>> Begin Text segment

[Tutor] parse text for paragraghs/sections

Mon Apr 20 19:46:31 CEST 2009

Le Mon, 20 Apr 2009 09:07:01 -0700,
"Dinesh B Vadhia" <dineshbvadhia at hotmail.com> s'exprima ainsi:

> t = """abc <pre> DEF ghi jkl </pre> MNO pqr"""
> 
> ... pickup all text between the tags <pre> and </pre> and replace with
> another piece of text.
> 
> I tried 
> 
> t = re.sub(r"\<pre>[A-Za-z0-9]\</pre>", "DBV", t)
> 
> ... but it doesn't work.

You need:
-1- Add ' ' to the character class.
-2- Repete it with '*' or '+'.

from re import compile as Pattern
p = Pattern(r"<pre>[A-Za-z0-9 ]*</pre>")
t = """abc <pre> DEF ghi jkl </pre> MNO pqr"""
print p.sub('@', t)
==>
abc @ MNO pqr

Denis

PS: I really wonder why sub() takes (1) the replacement string (2) the source text, as parameters. I always get caught by this (IMO weird) parameter order. And you get no error... only wrong result.
------
la vita e estrany

>> End Text segment
>> Begin Record excerpts

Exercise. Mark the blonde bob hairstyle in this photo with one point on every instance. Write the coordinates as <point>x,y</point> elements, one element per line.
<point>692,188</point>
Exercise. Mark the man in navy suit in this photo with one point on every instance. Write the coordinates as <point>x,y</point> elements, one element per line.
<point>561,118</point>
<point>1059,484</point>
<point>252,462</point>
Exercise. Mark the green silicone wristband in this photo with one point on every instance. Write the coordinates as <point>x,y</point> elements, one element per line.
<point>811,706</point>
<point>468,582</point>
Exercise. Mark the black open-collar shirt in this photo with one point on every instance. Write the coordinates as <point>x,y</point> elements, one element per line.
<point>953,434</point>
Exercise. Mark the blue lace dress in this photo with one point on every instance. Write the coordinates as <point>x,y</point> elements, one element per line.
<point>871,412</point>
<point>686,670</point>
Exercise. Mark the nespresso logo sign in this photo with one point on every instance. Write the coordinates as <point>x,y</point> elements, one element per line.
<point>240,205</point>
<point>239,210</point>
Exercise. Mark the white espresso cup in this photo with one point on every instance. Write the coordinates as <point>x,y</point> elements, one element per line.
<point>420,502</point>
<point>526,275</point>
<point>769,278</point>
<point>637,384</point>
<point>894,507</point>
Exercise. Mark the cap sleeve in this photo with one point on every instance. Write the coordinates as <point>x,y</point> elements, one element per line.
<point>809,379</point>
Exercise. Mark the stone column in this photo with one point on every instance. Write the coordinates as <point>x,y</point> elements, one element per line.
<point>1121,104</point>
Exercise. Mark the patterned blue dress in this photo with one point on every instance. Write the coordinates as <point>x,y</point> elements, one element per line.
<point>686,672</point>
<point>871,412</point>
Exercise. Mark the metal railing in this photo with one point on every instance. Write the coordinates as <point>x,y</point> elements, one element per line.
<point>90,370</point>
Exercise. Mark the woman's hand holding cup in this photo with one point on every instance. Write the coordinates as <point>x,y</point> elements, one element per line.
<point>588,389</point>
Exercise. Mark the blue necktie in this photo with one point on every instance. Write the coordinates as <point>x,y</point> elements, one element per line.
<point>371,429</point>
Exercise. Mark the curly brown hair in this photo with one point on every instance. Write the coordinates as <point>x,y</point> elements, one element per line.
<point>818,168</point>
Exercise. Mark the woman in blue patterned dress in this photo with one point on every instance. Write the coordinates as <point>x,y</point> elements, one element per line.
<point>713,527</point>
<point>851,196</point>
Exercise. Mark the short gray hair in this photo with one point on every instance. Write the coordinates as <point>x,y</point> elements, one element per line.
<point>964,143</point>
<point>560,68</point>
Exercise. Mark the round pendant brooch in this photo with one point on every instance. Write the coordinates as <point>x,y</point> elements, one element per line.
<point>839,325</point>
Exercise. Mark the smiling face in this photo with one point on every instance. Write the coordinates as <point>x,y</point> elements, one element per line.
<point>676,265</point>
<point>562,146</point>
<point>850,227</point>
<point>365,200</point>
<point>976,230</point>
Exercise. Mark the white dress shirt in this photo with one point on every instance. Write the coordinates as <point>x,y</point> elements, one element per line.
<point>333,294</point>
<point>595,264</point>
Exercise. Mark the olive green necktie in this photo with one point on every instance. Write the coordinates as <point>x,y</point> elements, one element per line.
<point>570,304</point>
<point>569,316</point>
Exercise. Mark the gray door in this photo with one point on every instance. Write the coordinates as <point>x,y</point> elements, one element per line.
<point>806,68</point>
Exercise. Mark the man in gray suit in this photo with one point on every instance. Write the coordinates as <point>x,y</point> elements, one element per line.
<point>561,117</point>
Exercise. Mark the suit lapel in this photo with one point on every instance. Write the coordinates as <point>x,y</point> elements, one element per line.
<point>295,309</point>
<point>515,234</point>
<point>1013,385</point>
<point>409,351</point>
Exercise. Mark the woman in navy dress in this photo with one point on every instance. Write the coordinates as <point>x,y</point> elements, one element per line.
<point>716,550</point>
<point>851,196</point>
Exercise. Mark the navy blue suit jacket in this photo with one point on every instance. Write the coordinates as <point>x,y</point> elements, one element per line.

>> End Record excerpts

» Problem to work on: Write out the passage of the regex thread that starts at the words "-2- Repete it" and ends after the words "print p.sub('@', t)", reproducing it without changes.

» The completed task:
-2- Repete it with '*' or '+'.

from re import compile as Pattern
p = Pattern(r"<pre>[A-Za-z0-9 ]*</pre>")
t = """abc <pre> DEF ghi jkl </pre> MNO pqr"""
print p.sub('@', t)